» Directive 1
Arrange the rows as a numbered list, starting at the row that contains "Tag the low" and continuing through the last row. Leave out blank lines.

» Given passage
Start

Teal Linde, manager of the Linde Equity Fund
Focus: North American mid- and large-caps


MARKET OUTLOOK

Monetary stimulus has been a key factor supporting markets during most of the last decade. Every market decline has been met with more as central banks seem convinced a drop in asset prices will bring on recession. Markets have virtually always rallied when central banks purchased assets. Including dividends, the S&P has generated a 13.4 per cent annualized return over the last 10 years while the Japanese S&P/TOPIX 150 and the S&P Europe 350 delivered 9.2 per cent and 8.9 per cent respectively. Not bad when you consider annual real GDP growth never exceeded 3 per cent in the U.S., 2 per cent in Japan and 2.5 per cent in Europe since 2010. Canada generated almost identical economic growth as the U.S. but had one of the few central banks that didn’t aggressively intervene in markets and the TSX only generated a 7.2 per cent annualized return, including dividends.

End

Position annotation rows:
Start

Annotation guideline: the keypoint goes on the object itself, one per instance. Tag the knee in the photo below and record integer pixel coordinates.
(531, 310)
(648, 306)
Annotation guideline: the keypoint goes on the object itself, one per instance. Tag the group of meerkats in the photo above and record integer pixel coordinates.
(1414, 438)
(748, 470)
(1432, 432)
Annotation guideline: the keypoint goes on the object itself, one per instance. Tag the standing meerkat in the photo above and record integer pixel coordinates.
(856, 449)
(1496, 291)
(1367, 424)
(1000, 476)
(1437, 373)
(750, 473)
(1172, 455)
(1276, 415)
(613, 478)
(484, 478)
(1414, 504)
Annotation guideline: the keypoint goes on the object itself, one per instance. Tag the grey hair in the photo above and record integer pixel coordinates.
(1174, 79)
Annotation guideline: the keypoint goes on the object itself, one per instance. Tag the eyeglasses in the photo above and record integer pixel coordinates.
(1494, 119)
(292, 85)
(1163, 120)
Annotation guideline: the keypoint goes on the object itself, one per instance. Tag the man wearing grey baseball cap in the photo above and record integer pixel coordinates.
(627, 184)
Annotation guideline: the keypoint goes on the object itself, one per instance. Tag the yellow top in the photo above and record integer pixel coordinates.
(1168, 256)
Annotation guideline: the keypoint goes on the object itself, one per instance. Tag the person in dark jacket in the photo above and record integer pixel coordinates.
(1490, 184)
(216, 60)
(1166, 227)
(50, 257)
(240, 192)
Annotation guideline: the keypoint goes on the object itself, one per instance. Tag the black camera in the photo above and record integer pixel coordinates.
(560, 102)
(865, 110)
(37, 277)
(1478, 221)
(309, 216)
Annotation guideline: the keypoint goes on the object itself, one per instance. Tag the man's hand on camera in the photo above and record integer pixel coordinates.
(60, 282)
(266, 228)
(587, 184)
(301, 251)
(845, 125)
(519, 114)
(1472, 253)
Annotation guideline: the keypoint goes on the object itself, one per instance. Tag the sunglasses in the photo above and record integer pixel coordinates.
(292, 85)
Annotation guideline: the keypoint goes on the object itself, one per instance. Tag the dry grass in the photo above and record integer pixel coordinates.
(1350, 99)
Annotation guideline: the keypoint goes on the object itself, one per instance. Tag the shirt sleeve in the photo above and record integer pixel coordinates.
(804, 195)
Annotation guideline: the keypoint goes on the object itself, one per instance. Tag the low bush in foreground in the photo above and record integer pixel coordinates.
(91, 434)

End

» Directive 2
Decide whether each statement agrees with the market outlook above. Answer yes or no, and quote the deciding words from the text. (a) Including dividends, the S&P returned 13.4 per cent a year over the last 10 years. (b) The S&P Europe 350 delivered a higher return than the Japanese S&P/TOPIX 150. (c) Canada's central bank intervened aggressively in markets.

» Full answer 1
1. Annotation guideline: the keypoint goes on the object itself, one per instance. Tag the low bush in foreground in the photo above and record integer pixel coordinates.
2. (91, 434)

» Full answer 2
(a) Yes: "Including dividends, the S&P has generated a 13.4 per cent annualized return over the last 10 years"
(b) No: "the Japanese S&P/TOPIX 150 and the S&P Europe 350 delivered 9.2 per cent and 8.9 per cent respectively"
(c) No: "had one of the few central banks that didn’t aggressively intervene in markets"